====== DATA TO PROCESS

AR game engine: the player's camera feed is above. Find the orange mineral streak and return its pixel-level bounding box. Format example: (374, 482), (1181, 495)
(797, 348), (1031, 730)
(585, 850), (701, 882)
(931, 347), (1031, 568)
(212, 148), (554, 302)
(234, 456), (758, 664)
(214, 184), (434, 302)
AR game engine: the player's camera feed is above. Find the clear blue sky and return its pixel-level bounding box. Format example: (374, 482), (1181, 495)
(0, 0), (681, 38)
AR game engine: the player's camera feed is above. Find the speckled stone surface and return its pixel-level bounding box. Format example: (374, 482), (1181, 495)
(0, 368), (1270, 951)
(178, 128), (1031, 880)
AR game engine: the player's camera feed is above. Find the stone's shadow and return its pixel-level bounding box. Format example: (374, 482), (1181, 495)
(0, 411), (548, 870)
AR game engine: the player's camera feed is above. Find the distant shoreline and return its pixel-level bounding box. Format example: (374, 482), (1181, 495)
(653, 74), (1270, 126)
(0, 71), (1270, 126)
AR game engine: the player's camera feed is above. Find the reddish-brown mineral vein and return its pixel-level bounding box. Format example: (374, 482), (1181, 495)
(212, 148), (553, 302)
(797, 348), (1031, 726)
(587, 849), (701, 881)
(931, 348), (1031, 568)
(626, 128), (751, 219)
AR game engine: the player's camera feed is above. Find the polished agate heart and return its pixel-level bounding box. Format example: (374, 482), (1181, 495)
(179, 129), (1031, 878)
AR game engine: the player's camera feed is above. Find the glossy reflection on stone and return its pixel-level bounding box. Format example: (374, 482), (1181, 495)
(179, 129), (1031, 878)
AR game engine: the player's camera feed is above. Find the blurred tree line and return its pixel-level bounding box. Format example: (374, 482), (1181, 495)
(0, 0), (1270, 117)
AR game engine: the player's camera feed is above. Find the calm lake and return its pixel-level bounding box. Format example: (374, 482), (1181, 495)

============

DIRECTIONS FOR THIS TASK
Reproduce the listing above, swapping each occurrence of "camera feed" for "video feed" and leaving everything else untouched.

TASK ANSWER
AR game engine: the player's video feed is above. Find the orange mineral streak and return its pixel-level bounding box. Format example: (374, 482), (1181, 495)
(797, 348), (1031, 730)
(585, 850), (701, 882)
(931, 347), (1031, 568)
(212, 148), (554, 302)
(234, 456), (758, 664)
(214, 184), (434, 302)
AR game engine: the player's video feed is above. Find the clear blue sky and return its pixel-level bounding box. Format example: (374, 482), (1181, 495)
(0, 0), (681, 38)
AR game engine: the player's video feed is above. Find the speckled stone surface and return its pixel-level bounding box. Format example: (374, 482), (1181, 495)
(0, 368), (1270, 951)
(178, 128), (1031, 880)
AR game engine: the player's video feed is above. Find the stone's shadow and return its pixel-level bounding box. Format example: (374, 482), (1181, 495)
(0, 411), (548, 870)
AR game engine: the player's video feed is above. Find the distant shoreline and return its pixel-level bounding box. Format example: (374, 482), (1181, 495)
(653, 74), (1270, 126)
(0, 71), (1270, 126)
AR game engine: the player's video feed is above. Find the reddish-brown mineral vein and return its pixel-level bounding box. Format example: (374, 482), (1181, 495)
(212, 148), (553, 302)
(797, 348), (1031, 726)
(587, 849), (701, 881)
(931, 348), (1031, 568)
(626, 128), (751, 219)
AR game engine: the player's video feed is above. Find the polished agate heart and return its pixel-level bounding box. Format example: (374, 482), (1181, 495)
(179, 129), (1031, 878)
AR game engine: the player's video feed is above. Find the glossy reflection on stone and return its pixel-level bounding box. Format example: (374, 482), (1181, 495)
(179, 129), (1031, 878)
AR game engine: the player's video feed is above. Find the blurred tree line and return its pixel-level bounding box. Format example: (374, 482), (1181, 495)
(0, 0), (1270, 117)
AR game engine: the player's video feed is above. Find the calm lake and return its pixel-level bounding box. Format example: (374, 482), (1181, 495)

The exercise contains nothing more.